* Exercise
Render the items below, from the line containing "Could you point at the dried" up to and including the line containing "<point>336,234</point>", as a JSON list of strings with one string per line and blank lines left out.

* Extracted material
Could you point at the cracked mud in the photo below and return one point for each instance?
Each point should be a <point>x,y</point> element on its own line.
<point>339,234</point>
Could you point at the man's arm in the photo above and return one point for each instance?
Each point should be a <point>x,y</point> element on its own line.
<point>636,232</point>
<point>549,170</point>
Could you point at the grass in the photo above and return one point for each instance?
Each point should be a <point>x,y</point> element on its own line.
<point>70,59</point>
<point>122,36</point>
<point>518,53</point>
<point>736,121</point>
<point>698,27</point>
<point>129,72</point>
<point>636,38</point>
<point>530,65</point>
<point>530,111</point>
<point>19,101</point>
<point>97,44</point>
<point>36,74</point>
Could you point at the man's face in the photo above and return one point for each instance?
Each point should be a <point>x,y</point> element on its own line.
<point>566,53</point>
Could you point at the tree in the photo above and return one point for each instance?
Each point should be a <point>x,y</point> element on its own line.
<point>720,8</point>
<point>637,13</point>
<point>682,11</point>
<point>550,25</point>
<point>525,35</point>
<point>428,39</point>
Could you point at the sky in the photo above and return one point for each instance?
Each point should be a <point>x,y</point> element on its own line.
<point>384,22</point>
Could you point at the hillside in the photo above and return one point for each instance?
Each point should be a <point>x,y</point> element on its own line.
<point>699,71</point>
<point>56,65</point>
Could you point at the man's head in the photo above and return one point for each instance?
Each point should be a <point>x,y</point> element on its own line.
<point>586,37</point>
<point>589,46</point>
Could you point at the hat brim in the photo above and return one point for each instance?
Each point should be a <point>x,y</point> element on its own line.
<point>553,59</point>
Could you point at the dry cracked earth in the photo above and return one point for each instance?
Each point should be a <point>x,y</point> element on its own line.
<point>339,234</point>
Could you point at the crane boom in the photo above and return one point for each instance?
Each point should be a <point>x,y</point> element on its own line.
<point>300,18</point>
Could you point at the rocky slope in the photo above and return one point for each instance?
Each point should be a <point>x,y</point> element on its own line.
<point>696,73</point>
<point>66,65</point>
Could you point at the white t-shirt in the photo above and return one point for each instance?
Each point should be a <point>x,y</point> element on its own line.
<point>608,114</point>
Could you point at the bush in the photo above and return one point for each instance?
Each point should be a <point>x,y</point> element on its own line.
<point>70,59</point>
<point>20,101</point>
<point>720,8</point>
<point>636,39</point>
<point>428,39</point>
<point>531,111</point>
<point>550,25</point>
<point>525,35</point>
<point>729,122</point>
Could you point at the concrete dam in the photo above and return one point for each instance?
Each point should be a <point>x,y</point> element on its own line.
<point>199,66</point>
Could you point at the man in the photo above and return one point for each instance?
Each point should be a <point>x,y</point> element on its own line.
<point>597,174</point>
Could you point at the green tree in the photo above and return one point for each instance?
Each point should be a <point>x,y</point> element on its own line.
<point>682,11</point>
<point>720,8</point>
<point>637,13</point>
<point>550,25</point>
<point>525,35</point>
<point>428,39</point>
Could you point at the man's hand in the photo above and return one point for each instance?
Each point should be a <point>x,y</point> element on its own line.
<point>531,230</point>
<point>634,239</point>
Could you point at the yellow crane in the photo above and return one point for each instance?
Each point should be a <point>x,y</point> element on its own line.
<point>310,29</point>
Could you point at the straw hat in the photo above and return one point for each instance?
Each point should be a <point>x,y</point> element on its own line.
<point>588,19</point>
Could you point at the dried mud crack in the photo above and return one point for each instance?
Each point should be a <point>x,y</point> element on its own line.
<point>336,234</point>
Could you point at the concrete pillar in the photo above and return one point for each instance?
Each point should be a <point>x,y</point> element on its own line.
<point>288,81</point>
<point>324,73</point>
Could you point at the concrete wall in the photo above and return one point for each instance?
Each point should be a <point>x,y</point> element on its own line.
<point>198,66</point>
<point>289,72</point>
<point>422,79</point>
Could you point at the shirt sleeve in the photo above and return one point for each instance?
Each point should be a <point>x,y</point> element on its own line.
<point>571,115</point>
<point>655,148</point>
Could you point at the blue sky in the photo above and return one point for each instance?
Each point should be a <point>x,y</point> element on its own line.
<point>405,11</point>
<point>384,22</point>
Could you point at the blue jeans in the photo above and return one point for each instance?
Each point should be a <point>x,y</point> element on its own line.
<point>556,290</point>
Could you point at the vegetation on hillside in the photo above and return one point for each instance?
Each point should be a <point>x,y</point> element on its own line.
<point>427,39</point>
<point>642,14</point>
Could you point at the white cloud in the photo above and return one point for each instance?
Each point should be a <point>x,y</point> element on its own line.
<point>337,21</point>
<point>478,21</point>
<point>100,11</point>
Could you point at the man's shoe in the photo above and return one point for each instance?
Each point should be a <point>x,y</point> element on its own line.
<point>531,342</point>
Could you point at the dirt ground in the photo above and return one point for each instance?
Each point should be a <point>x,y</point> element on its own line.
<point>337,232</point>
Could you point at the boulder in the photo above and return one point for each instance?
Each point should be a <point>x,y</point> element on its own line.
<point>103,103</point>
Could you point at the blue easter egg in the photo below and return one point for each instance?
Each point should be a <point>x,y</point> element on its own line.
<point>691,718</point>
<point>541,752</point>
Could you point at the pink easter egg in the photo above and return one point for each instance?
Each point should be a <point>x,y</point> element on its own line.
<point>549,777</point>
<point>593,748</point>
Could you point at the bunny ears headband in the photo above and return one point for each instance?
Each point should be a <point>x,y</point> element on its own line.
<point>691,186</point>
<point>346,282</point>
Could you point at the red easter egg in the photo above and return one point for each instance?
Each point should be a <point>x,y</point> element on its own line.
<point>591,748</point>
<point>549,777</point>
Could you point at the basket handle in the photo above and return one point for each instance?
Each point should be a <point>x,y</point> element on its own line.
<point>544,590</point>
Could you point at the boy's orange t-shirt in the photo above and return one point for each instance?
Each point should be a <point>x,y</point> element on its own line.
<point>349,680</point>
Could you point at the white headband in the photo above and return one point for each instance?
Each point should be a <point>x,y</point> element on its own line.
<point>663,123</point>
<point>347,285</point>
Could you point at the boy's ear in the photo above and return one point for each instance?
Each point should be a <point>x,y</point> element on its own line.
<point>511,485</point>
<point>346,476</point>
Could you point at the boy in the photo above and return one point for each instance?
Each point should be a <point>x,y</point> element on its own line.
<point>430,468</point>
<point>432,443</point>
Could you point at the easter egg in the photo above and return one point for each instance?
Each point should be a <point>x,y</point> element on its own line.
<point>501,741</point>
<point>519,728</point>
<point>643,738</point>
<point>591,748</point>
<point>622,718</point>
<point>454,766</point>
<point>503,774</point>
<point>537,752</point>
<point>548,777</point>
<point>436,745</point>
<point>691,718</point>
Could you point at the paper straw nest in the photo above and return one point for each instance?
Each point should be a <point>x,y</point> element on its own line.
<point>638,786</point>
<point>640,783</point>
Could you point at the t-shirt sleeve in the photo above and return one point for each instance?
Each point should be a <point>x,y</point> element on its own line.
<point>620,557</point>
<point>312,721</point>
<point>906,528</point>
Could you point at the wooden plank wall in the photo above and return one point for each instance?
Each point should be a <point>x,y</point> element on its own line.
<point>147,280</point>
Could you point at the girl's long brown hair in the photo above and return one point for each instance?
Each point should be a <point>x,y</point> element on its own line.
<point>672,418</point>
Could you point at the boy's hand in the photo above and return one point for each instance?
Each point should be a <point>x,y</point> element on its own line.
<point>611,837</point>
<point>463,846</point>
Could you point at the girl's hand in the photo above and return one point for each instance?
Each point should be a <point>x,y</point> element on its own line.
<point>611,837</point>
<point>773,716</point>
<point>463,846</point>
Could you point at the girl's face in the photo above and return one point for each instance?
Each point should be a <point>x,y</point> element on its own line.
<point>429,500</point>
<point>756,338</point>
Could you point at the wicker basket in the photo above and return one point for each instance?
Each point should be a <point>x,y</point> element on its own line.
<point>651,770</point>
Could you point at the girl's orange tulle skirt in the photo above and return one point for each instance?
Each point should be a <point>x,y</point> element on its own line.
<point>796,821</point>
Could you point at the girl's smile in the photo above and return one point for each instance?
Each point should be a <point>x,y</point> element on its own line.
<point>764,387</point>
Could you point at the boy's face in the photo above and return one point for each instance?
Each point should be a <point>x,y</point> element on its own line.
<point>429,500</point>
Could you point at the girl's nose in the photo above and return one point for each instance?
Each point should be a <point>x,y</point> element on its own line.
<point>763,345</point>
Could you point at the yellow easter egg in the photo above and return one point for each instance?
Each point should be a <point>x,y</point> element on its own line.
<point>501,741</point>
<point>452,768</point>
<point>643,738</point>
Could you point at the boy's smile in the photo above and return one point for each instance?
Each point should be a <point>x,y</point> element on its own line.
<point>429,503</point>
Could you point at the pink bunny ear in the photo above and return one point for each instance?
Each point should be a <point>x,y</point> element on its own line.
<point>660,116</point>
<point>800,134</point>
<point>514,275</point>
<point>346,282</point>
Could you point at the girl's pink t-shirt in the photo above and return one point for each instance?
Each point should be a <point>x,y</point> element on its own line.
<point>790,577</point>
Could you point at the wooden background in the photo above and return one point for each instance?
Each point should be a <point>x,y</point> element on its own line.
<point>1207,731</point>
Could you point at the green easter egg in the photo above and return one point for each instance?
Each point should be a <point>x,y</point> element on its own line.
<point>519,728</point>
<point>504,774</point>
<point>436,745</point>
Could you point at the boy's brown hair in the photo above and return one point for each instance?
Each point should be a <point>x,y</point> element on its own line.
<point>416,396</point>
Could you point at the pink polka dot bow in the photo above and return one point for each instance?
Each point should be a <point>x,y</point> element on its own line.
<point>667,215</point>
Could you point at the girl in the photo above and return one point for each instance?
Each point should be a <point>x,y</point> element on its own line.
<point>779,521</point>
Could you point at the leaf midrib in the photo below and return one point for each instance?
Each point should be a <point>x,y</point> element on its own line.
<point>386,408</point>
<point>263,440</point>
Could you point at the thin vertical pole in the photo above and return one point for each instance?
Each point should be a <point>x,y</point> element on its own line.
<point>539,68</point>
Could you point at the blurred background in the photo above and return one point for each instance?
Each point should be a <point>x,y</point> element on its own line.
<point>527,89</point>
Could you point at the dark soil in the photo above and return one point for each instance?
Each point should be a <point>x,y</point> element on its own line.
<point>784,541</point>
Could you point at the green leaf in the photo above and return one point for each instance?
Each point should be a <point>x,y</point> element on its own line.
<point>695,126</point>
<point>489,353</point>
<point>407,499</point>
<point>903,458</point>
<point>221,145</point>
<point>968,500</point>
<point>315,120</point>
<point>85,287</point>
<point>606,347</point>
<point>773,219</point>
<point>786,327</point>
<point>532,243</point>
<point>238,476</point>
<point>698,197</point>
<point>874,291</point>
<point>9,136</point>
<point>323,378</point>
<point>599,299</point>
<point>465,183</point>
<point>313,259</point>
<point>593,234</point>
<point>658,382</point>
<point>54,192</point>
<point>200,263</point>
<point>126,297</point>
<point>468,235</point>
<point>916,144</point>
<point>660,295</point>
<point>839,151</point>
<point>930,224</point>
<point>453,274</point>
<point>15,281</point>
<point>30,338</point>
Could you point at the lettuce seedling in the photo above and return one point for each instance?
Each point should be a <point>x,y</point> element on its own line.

* Task solution
[
  "Could you point at the dried mud crack in the photo above and return one point for each instance?",
  "Each point should be a <point>x,y</point> element on its own line.",
  "<point>336,234</point>"
]